→ TO BE DONE: Convert the entire listing below into a JSON list of strings, with one string for each line and blank lines omitted.

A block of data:
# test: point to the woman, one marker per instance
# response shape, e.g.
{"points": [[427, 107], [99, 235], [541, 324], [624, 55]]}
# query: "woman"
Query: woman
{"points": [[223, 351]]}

→ OUTPUT OF THE TASK:
[
  "# test: point to the woman, one marker per instance",
  "# response shape, e.g.",
  "{\"points\": [[427, 107], [99, 235], [541, 324], [624, 55]]}",
  "# query: \"woman\"",
  "Query: woman",
  "{\"points\": [[223, 351]]}"
]